Answer these questions about the excerpt on the outbreak of war:
1. At what hour on Sunday 3 September did the country find itself at war?
2. What was the name of the minister who preached at Crathie Kirk?
3. Where were the Princesses allowed to go the week before Christmas?

## START EXTRACT TO READ

The tide of war seemed inexorable and at dawn on 1 September, the Wehrmacht crossed the Polish frontier. The timing of the ultimatum sent to the German Chancellor, demanding he withdraw his
troops or accept a declaration of war by Britain and France, had passed and so we were at war from eleven o’clock on the morning of Sunday 3 September. We three girls were in Crathie Kirk for
the morning service at this time. The Minister, a small, spare man called Dr Lamb preached a highly emotional sermon and told his flock that the uneasy peace which had prevailed since the end of
the First World War was now over. It seemed unreal, yet in a strange way it was exciting and it was impossible not to dream of adventure and derring-do. We were so utterly ignorant about the actual
horrors of war.

Our routine continued. Every evening at six the King and Queen would telephone and speak to their daughters. We had a French governess, Georgina Guerin, who when the war got fully under way,
would return to France and become a leading light in the Resistance. There was also one of the Queen’s Ladies-in-Waiting, Lettice Bowlby, to keep an eye on us. Our two carers were not best of
friends and behind her back Georgina called Lettice
‘la sale Bowlbee’.
I was just fourteen, Princess Elizabeth thirteen and Princess Margaret was only nine. We were at war but
nothing much was happening. There was no sign of Panzer divisions or enemy parachutists. We did lessons of a sort; rode our ponies, went on picnics, all the usual things. Then the week before
Christmas the Queen telephoned to say it was safe for the Princesses to go to Sandringham in Norfolk, even though it was close to one of the coast lines where a German invasion was considered most
likely. I returned to Carberry for our family Christmas. I tried on my gas mask, just to be on the safe side, and awaited what was to come.

## END EXTRACT TO READ
## START MATERIAL PROVIDED

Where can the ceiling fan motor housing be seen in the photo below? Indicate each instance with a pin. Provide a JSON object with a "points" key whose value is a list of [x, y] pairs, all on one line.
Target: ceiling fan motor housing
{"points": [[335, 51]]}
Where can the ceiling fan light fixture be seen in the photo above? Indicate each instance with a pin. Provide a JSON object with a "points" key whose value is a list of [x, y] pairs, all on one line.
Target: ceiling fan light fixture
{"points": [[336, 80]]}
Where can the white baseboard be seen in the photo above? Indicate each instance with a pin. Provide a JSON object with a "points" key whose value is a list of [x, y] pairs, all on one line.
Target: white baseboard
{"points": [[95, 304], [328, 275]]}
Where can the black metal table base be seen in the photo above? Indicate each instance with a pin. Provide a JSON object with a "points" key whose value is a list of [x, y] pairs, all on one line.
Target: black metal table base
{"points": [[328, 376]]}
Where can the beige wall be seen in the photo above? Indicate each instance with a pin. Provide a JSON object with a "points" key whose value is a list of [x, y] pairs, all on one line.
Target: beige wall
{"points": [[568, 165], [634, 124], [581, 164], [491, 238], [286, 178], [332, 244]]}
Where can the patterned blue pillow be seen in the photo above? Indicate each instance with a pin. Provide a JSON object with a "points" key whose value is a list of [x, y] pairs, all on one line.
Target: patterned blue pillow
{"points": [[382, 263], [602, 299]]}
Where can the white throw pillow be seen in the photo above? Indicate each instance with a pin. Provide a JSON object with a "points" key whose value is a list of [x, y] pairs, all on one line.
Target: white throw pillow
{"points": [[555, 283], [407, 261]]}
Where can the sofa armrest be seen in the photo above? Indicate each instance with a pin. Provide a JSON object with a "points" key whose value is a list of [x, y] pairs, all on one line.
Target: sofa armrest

## END MATERIAL PROVIDED

= THE COMPLETED TASK =
1. Eleven o'clock in the morning.
2. Dr Lamb.
3. Sandringham in Norfolk.